(Work order)
Output the line containing "[locate] the light", then every remaining line of the entries below, exactly as written and with no other text.

(Entries provided)
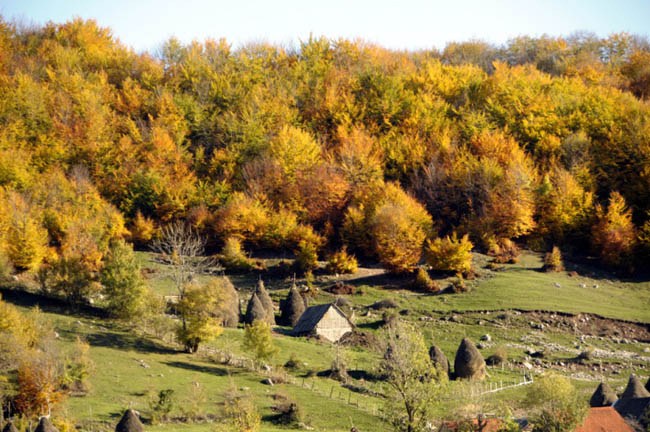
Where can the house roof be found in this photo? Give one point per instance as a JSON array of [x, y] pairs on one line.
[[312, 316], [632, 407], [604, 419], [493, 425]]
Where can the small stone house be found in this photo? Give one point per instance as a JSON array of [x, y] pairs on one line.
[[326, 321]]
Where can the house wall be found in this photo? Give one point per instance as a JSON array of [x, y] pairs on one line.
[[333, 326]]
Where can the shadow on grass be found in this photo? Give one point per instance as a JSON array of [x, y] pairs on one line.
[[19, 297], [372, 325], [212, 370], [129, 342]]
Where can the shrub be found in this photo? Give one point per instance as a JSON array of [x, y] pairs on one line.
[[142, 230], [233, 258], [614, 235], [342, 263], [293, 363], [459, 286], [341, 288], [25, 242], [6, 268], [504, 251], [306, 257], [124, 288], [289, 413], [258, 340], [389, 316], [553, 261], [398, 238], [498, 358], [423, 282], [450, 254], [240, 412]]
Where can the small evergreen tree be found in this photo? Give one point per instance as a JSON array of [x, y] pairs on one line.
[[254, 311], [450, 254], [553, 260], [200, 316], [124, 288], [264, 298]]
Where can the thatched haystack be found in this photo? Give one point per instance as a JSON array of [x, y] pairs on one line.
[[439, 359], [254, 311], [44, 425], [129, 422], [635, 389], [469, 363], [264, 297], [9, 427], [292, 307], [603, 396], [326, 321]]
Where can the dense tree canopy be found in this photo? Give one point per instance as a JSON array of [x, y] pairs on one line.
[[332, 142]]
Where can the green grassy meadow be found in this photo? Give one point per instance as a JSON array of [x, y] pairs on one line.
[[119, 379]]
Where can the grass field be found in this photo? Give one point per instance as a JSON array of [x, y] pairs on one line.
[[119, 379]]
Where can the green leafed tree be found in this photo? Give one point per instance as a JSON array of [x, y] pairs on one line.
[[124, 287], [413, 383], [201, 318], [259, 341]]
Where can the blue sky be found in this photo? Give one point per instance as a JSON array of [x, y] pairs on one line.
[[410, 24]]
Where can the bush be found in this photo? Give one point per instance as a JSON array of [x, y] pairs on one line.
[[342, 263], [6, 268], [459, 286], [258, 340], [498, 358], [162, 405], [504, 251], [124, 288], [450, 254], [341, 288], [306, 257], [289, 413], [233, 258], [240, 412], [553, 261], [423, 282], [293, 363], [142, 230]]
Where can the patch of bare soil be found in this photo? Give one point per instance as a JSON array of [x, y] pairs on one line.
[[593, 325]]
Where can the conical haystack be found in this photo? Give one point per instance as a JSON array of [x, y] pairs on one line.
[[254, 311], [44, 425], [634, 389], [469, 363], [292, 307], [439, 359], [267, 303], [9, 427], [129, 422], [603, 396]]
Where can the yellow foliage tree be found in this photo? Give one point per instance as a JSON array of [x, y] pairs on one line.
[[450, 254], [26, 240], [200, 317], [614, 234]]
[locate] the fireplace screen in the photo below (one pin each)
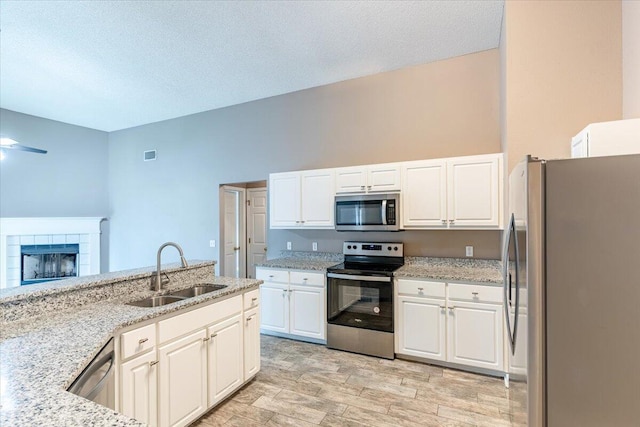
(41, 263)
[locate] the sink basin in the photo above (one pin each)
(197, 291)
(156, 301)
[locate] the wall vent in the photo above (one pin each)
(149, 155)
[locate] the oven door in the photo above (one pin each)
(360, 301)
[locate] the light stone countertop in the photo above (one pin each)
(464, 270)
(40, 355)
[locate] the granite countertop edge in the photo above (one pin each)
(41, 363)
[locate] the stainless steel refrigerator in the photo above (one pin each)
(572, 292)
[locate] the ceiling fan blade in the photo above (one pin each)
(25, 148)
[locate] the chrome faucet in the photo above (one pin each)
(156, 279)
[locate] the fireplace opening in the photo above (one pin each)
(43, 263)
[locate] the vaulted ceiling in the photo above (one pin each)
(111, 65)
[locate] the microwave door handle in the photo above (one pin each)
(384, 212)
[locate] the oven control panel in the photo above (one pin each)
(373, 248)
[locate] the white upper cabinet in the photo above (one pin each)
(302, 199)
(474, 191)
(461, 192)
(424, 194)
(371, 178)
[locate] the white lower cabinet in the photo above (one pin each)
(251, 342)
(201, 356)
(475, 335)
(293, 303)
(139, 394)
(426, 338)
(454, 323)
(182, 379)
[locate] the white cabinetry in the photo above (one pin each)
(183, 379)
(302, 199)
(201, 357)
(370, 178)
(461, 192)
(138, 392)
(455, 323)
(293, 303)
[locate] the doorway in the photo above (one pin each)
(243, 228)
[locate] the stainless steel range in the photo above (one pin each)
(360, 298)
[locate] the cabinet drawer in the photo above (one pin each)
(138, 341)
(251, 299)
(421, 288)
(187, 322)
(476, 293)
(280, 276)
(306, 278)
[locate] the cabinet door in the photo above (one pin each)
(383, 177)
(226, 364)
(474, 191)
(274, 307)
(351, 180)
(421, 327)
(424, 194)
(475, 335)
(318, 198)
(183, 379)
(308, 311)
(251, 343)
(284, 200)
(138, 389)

(Response for this exercise)
[locate] the light stone countertop in the photo above (one pin each)
(464, 270)
(40, 355)
[locate] the granite countertop edge in the photo above (one pin each)
(41, 363)
[locate] the stainless steel refrigerator in the photo above (one pin each)
(572, 292)
[locate] the ceiling fan blade in the photo above (one pin each)
(25, 148)
[locate] the chrome faucet in the photo above (one pin each)
(156, 279)
[locate] the fireplace opening in the photo above (one pin each)
(43, 263)
[locate] the vaulted ceiling in the photo above (one pin each)
(111, 65)
[locate] the microwave door handle in the photo above (one pin each)
(384, 212)
[locate] the oven control panel in the photo above (one pin each)
(373, 248)
[locate] the white upper cabinet in the photo above (one pin each)
(302, 199)
(474, 191)
(461, 192)
(424, 194)
(371, 178)
[locate] the white lower cabinet in the photo above (one pin each)
(251, 342)
(201, 356)
(475, 335)
(293, 303)
(139, 394)
(426, 338)
(454, 323)
(182, 379)
[locate] the white cabinetry in the photo above (one pin each)
(183, 379)
(302, 199)
(201, 357)
(370, 178)
(461, 192)
(138, 392)
(455, 323)
(293, 303)
[locate] the doorway in the photo above (one pin each)
(243, 228)
[locate] the stainless steel range in the photo above (one pin each)
(360, 298)
[locate] the cabinet drawer in the photo above (one pin each)
(138, 341)
(251, 299)
(421, 288)
(187, 322)
(476, 293)
(280, 276)
(306, 278)
[locate] the cabinet door in the photo above (one pin each)
(383, 177)
(226, 364)
(474, 191)
(274, 307)
(351, 180)
(421, 327)
(424, 194)
(475, 335)
(318, 198)
(183, 379)
(308, 311)
(251, 343)
(284, 200)
(138, 389)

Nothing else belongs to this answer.